_抽出テキスト_:
********

会長挨拶

第144回中部日本整形外科災害外科学会・学術集会
会長 松峯 昭彦
福井大学学術研究院医学系部門医学領域
器官制御医学講座整形外科学分野 教授

この度、第144回中部日本整形外科災害外科学会・学術集会を2025年4月4日(金)・5日(土)の日程で、福井市のフェニックス・プラザおよび福井市体育館にて開催させて頂くこととなりました。1991年10月に福井大学(当時は福井医科大学)初代教授である井村慎一先生が第77回の、そして2012年10月に馬場久敏先生が第119回の当学会を開催されて以来の福井での開催となります。伝統ある本学術集会を我々が担当させて頂きますことを誠に光栄に感じますとともに、このような素晴らしい機会を与えていただきました会員の皆様に、心より御礼を申し上げます。

整形外科は、最近20年間で目を見張るほどの進化をとげています。MRI, CTなどの画像診断技術の進歩は、整形外科疾患全体の診断・治療に計り知れないほどの恩恵をもたらしました。脊椎外科や関節外科では、インプラントのデザイン、材質、手術手技が改良され、さらにナビゲーション手術の登場で、より正確で安全な手術が可能となり、ロボット手術も現実のものとなりました。軟骨や神経の再生医療も実用化しています。関節リウマチ、骨粗鬆症、疼痛、骨・軟部腫瘍などに対する薬物療法の進歩も著しく、患者の日常生活の質や予後は大きく改善しています。周術期合併症に対する対策も進みました。

********

_記録_:
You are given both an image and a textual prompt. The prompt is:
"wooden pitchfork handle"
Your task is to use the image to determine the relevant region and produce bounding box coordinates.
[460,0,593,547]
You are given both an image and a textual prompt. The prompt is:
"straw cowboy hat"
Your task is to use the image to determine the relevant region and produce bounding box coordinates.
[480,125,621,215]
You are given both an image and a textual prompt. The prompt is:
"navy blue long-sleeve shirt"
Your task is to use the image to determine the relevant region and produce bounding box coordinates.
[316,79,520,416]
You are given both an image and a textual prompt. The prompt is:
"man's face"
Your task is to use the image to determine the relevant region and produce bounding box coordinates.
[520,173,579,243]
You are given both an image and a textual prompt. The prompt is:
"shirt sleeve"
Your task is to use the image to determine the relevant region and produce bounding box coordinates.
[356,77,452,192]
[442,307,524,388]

********

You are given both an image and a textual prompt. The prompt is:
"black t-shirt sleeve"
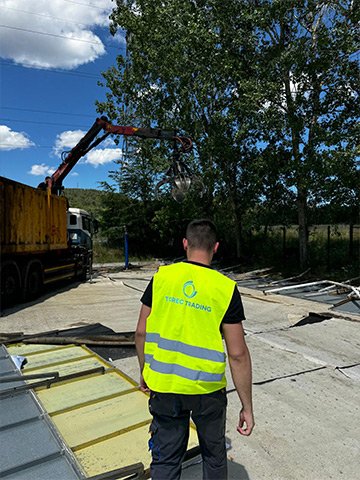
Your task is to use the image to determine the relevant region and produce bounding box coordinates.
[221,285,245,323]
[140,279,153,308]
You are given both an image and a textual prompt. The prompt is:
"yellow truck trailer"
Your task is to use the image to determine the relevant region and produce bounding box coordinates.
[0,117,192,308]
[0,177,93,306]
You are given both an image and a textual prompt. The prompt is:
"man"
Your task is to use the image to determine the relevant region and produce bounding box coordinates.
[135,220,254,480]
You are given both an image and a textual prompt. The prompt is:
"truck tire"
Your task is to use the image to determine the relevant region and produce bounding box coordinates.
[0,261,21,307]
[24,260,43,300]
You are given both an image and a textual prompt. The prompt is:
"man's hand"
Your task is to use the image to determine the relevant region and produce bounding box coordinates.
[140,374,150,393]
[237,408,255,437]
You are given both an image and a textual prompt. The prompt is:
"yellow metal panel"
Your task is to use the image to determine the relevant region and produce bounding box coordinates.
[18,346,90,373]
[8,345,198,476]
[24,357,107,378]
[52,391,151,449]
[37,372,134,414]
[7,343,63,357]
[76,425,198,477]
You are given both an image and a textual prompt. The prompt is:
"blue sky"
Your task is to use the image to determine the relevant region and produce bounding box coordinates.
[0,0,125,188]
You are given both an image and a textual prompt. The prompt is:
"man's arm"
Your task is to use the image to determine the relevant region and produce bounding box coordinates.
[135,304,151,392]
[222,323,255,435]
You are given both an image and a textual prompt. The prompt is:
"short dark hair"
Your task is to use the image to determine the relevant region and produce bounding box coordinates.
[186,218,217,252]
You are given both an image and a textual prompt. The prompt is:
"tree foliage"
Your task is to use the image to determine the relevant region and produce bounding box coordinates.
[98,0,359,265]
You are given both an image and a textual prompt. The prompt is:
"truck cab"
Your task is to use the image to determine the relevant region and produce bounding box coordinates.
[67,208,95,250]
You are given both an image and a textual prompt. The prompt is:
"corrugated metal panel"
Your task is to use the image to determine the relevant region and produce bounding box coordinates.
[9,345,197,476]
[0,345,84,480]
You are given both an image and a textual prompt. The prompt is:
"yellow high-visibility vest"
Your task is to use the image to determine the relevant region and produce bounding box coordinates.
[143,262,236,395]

********

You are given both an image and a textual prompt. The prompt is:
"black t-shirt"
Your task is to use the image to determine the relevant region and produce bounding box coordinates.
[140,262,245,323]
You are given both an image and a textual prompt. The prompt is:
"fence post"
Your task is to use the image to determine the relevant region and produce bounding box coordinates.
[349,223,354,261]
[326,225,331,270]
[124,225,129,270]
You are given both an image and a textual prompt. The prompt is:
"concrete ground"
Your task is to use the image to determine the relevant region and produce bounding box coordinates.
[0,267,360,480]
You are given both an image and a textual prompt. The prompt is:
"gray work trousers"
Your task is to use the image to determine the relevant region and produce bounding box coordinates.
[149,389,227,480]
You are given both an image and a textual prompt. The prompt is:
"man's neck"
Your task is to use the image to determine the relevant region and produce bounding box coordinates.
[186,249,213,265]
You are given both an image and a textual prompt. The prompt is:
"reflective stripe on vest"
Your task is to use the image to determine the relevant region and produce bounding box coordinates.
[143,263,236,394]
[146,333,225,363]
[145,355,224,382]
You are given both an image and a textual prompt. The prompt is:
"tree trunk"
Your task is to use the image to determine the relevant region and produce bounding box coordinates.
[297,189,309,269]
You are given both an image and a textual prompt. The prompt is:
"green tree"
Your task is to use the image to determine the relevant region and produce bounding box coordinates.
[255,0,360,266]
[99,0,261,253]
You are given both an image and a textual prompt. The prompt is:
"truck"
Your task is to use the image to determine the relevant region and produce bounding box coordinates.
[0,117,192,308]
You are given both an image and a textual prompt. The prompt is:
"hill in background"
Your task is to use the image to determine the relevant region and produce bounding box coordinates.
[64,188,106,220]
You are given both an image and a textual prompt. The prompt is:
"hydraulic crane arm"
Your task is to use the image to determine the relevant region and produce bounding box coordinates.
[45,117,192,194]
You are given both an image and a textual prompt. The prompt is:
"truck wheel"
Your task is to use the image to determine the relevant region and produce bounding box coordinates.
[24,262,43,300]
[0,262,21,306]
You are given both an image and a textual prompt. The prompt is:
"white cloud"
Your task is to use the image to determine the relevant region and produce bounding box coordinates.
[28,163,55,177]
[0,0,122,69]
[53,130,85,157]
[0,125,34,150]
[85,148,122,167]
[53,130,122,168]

********

_課題 1_: 会長挨拶によると、第144回学術集会はどの会場で開催されますか。
_課題 2_: 会長挨拶の最後の文に続けて、その先を書き継いでください。

_回答欄 1_: 福井市のフェニックス・プラザおよび福井市体育館です。

_回答欄 2_:
進化が加速している“今“ 開催される当学術集会のテーマを「爽春の進化」としました。「爽春」という言葉は、映画名や人名には存在するようですが、漢和辞典には記載されていません。造語です。冬の雲や雪から完全に解放される福井の春を「爽春」と表現しました。整形外科の進歩は目覚ましいものがありますが、現在地はまだ爽春であり、これからさらに進化しなければなりません。

福井の街も2024年3月に延伸される北陸新幹線に伴う再開発で、「爽春の進化」を遂げようとしています。新しく活気のある街並みと、江戸時代から変わりなく咲き続ける桜が皆様を楽しませてくれることは間違いありません。会場近くの足羽山や足羽川の桜を楽しんでください。また、4月は、新しい専攻医が仲間入りする季節でもあります。若い先生方と一緒に、恐竜王国福井にお越し頂き、新しい福井の「爽春」と「整形外科」を堪能し、そして「進化」させて頂くことを願っております。